■ ACTION ITEM ■
If a line of the data below holds the word "handle", list it.

■ DATA FOR THE TASK ■
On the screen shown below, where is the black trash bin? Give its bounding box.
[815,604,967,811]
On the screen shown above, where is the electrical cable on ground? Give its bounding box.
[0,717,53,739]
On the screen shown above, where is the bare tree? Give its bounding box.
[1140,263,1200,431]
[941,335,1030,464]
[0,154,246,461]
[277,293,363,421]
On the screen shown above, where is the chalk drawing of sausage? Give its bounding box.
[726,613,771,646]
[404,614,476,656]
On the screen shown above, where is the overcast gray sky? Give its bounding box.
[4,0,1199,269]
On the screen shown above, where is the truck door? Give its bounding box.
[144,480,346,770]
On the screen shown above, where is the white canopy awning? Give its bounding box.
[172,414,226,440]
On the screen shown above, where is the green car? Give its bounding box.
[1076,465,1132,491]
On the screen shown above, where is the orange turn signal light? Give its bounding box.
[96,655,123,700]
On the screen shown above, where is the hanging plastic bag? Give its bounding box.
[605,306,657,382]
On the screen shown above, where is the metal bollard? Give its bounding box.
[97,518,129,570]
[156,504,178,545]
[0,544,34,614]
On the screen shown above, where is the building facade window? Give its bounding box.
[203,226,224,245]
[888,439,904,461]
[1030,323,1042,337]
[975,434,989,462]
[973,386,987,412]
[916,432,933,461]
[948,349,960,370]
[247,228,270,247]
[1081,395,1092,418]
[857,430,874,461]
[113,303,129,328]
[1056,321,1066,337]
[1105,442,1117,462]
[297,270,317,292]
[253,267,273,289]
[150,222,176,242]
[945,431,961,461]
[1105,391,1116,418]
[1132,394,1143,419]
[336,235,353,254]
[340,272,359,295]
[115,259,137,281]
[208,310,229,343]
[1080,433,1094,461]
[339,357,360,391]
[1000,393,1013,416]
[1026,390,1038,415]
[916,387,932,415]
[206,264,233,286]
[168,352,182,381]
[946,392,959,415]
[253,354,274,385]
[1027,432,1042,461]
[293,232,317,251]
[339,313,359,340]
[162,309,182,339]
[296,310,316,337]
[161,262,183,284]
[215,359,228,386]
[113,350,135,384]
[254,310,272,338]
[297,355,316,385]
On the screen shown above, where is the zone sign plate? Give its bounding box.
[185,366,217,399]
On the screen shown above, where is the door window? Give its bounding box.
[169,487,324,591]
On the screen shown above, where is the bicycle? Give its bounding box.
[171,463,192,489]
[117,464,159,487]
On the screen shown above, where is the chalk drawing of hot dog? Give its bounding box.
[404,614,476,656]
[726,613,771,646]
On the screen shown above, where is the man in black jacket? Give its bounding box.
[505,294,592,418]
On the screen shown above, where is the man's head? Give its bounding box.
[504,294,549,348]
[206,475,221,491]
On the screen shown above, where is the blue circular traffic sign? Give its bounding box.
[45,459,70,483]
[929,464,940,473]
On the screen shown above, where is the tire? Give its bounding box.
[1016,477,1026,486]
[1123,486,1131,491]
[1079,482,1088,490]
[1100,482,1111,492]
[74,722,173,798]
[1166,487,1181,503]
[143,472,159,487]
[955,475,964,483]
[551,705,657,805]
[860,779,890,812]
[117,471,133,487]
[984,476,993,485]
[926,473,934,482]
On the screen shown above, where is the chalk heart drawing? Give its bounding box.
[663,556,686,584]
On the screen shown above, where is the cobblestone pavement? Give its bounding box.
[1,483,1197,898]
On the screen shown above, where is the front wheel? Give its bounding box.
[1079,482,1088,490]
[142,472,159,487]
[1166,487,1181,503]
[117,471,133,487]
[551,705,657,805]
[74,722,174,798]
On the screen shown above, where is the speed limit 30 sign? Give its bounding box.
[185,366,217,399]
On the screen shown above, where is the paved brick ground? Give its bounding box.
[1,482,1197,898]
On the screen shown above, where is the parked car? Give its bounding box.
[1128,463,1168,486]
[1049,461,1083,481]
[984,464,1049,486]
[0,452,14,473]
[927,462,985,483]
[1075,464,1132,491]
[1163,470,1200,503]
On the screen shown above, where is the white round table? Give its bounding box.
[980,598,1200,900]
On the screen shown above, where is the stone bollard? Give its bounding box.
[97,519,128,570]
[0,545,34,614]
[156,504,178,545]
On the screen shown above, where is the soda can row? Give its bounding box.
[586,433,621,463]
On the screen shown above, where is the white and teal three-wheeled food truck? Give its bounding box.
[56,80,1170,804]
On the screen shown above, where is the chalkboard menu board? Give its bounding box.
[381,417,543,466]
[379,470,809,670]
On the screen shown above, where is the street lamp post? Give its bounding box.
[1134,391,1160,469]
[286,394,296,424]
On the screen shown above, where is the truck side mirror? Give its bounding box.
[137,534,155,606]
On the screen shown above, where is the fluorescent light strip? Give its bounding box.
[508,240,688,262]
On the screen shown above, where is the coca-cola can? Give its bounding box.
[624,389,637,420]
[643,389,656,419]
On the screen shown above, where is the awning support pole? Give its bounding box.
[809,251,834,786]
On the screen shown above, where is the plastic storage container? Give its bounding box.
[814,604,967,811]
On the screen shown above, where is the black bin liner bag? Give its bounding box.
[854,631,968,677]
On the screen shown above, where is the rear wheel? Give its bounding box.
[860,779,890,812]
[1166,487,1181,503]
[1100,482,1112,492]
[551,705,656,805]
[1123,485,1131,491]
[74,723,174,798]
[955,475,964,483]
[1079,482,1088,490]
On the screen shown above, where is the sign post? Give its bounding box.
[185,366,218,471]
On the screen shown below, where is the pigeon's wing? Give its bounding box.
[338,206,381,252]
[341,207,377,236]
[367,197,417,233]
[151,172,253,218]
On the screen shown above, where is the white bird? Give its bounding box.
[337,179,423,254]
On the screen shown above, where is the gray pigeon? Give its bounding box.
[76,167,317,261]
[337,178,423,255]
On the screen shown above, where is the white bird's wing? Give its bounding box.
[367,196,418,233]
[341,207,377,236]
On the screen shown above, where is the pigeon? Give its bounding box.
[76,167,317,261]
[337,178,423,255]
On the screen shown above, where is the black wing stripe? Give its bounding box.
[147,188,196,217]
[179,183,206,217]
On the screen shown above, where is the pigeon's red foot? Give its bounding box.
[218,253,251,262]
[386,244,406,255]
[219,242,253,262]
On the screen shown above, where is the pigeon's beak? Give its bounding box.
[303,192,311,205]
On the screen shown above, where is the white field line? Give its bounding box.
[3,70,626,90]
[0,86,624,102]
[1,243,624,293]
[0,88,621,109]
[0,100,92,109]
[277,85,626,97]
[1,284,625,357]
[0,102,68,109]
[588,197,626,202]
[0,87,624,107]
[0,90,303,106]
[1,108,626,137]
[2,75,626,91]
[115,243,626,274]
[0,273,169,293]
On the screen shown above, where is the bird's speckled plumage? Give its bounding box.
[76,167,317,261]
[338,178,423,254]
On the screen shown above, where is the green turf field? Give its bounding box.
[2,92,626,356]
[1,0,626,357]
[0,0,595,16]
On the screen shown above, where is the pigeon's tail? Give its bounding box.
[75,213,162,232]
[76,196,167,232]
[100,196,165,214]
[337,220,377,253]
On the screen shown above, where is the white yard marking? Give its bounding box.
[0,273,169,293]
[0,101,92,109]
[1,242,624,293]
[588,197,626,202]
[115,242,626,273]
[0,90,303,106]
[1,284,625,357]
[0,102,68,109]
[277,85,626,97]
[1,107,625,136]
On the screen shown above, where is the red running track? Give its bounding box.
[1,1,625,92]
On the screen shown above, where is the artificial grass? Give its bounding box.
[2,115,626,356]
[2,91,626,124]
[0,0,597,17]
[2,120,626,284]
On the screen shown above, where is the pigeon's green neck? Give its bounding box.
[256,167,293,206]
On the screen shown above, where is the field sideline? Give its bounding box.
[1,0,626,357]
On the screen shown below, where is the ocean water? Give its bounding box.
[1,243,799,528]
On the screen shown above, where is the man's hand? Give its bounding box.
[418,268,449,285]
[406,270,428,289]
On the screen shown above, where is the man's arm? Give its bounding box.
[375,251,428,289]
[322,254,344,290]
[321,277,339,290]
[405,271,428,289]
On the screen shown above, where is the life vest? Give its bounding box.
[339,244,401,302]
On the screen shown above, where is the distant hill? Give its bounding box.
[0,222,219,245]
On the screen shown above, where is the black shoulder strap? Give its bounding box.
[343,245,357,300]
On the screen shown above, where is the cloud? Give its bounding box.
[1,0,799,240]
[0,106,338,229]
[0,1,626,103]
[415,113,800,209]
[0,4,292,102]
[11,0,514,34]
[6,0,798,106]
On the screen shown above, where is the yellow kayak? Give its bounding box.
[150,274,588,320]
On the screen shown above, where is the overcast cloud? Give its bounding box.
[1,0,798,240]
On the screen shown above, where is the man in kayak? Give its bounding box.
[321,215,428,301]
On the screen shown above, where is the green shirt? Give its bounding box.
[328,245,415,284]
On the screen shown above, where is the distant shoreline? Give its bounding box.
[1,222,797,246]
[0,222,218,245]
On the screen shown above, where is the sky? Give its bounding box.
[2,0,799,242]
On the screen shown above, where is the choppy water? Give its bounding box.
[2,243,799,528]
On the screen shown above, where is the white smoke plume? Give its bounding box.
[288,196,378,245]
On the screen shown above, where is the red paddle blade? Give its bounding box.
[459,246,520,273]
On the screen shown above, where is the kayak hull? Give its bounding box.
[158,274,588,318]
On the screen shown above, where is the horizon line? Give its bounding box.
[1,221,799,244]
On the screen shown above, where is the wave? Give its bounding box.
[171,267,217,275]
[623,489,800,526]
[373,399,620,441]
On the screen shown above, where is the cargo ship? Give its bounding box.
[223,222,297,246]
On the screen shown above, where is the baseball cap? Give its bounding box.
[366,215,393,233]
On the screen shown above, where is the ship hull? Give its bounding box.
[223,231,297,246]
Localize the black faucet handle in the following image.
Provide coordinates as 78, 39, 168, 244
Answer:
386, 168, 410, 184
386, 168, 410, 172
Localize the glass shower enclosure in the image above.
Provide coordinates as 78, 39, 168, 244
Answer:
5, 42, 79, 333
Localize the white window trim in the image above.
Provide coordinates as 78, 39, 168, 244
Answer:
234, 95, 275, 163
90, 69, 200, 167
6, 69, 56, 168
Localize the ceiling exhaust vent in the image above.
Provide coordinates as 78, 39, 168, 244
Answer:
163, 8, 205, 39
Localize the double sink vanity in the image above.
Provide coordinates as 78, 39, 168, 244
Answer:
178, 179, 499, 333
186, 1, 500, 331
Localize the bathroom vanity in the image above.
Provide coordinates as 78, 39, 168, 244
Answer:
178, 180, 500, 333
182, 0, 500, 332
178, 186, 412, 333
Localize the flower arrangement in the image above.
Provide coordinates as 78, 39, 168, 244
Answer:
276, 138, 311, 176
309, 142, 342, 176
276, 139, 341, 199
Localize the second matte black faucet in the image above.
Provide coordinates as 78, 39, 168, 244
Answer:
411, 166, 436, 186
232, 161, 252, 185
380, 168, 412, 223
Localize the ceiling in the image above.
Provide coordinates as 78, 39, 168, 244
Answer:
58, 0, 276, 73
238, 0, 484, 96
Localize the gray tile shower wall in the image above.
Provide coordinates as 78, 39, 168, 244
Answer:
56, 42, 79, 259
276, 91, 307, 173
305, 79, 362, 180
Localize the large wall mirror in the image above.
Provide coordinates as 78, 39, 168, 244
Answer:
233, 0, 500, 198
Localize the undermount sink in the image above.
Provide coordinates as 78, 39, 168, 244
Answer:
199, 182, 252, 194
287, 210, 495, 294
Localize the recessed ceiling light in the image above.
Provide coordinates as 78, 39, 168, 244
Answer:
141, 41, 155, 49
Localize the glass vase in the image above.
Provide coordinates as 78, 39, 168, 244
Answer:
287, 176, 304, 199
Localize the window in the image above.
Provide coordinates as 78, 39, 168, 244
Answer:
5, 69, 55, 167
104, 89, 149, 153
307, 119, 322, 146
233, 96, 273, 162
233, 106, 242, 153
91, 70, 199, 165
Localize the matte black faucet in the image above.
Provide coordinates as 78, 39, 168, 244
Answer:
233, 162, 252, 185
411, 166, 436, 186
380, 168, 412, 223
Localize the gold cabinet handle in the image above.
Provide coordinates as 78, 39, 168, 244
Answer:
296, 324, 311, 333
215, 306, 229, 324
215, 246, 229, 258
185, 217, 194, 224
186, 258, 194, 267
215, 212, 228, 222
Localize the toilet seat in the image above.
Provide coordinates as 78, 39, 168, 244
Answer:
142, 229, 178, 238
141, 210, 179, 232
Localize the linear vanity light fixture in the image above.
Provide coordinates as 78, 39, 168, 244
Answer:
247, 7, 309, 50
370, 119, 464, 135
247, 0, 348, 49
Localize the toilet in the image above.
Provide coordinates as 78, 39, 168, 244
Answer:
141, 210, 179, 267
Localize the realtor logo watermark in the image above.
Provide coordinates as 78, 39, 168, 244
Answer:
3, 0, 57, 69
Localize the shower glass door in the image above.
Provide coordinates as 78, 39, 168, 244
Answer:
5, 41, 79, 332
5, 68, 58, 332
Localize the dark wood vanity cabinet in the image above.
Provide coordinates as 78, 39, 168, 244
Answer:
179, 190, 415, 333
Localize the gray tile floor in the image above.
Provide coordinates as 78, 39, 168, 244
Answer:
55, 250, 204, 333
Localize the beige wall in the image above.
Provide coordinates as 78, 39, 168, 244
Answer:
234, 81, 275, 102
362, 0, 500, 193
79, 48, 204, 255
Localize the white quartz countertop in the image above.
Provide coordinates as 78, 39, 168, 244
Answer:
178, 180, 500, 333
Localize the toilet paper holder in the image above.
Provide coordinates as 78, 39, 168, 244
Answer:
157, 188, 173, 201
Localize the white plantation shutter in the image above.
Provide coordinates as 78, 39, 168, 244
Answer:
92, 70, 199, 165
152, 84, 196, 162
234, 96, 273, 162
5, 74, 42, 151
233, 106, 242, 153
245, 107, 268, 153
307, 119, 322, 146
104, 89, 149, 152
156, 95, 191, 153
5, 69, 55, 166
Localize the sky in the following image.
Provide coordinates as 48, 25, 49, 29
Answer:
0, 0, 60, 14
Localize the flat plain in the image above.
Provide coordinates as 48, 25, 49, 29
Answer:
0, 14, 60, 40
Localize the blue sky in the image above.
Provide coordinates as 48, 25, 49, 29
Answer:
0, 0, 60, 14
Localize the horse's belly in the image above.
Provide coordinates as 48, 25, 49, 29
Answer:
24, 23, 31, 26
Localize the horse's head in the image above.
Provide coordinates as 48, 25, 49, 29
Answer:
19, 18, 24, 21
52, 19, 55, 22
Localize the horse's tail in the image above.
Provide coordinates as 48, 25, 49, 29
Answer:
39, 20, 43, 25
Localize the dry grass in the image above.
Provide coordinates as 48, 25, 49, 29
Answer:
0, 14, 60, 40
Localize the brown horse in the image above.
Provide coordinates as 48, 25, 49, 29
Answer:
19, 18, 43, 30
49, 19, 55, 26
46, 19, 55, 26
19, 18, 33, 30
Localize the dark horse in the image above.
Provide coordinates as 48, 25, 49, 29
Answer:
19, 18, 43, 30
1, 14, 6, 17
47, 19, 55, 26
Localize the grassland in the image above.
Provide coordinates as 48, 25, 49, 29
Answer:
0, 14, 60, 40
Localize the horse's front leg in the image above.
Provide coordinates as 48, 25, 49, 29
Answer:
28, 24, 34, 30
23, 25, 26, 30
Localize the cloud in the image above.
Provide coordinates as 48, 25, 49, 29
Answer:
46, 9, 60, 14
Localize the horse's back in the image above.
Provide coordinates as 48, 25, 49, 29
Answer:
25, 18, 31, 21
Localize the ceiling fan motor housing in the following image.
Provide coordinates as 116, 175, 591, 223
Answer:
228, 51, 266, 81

■ ANSWER SPACE ■
Localize the black faucet handle in the following image.
Localize the gold cabinet handle in the image above.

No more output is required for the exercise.